◆ EXCERPT TO READ:
____

Monday, April 15, 2013

Welcome to my blog and the Signed Book Hop. Come on in, sit right down and poke around. 
I love print books, the look of them, the feel and even the smell. But I've grown fond of the convenience  of my eReader. I have over a hundred books loaded, including all of my own. I carry the reader in my laptop bag, and whip it out at will. It holds my place for me without a bookmark, it has a builtin night light and I can make the print extra large. I gotta admit, I still enjoy a print book from time to time.
How do you like your books? Print or ebook? Leave me a comment with your email address and I'll enter you in a drawing for a signed, print copy of Lily in Wonderland (US mailing only).  
Lily Tucker is down on her luck and considering a career strutting her stuff around a pole when she gets a call about an unexpected inheritance. It’s every girl’s dream—her estranged grandmother’s kicked the bucket, leaving Lily a house on a private island in Wonderland. 

When she reaches Wonderland, though, she finds a house that’s more like a hovel, a job waiting tables at the local diner, and a crime wave that seems to begin and end with Lily herself. Sexy deputy Toby can’t decide if he should arrest her or drag her off to bed—until it becomes clear that Lily’s not the criminal. She’s the target.

Excerpt: Chapter One
Lily launched a bag of barbecue potato chips across the room, hitting Jake squarely in the back of the head.
He rubbed his skull. “What was that for?”
“Jake Pratt, you are a dirty, lying, thieving, no-good, ugly, low-life, belly-crawling thug,” Lily said without pausing for a breath. “And didn’t you ask for a bag of chips?”
“A half-hour ago.” Jake ripped open the bag. “But I ain’t dirty!”
He also wasn’t ugly.
There was a rap at the door, interrupting the yelling, but neither occupant acknowledged the intrusion. Jake raised the TV remote and the volume followed suit. A second, louder knock rang out, this time impossible to ignore.

____

◆ STORED RECORDS:
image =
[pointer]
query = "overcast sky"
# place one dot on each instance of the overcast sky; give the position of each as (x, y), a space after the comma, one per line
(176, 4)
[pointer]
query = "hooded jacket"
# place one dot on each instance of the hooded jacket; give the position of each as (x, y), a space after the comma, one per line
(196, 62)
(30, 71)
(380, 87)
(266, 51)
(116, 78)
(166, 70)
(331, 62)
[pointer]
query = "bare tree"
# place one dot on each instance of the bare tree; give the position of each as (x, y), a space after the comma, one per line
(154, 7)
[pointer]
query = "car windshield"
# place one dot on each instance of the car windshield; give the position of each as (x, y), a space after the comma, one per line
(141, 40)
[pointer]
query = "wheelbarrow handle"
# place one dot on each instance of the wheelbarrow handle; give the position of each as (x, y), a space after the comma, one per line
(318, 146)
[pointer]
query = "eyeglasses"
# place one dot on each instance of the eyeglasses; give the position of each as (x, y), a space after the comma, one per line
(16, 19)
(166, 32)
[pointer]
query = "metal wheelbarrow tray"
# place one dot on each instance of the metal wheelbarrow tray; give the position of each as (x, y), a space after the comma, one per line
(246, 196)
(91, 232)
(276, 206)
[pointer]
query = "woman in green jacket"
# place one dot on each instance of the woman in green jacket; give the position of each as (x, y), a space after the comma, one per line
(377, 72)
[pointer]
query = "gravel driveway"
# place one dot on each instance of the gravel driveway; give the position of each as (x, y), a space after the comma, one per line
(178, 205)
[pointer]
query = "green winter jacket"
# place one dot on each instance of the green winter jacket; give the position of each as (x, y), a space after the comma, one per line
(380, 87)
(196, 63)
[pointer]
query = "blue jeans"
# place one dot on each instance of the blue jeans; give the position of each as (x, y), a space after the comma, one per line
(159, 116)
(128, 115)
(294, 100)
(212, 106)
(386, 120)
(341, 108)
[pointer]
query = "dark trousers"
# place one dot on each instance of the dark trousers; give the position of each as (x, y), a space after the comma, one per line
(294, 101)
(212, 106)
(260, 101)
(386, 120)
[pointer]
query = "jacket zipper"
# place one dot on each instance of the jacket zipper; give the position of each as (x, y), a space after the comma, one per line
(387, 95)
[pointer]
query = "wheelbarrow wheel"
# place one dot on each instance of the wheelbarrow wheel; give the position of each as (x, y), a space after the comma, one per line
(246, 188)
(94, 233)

____

◆ TASK REQUIREMENTS:
1. In the blog post, what job is waiting for Lily when she reaches Wonderland?
2. Please copy the blog post verbatim between "He rubbed his" and "impossible to ignore.", inclusive.

◆ THE RESULTS:
1. Waiting tables at the local diner.

2.
He rubbed his skull. “What was that for?”
“Jake Pratt, you are a dirty, lying, thieving, no-good, ugly, low-life, belly-crawling thug,” Lily said without pausing for a breath. “And didn’t you ask for a bag of chips?”
“A half-hour ago.” Jake ripped open the bag. “But I ain’t dirty!”
He also wasn’t ugly.
There was a rap at the door, interrupting the yelling, but neither occupant acknowledged the intrusion. Jake raised the TV remote and the volume followed suit. A second, louder knock rang out, this time impossible to ignore.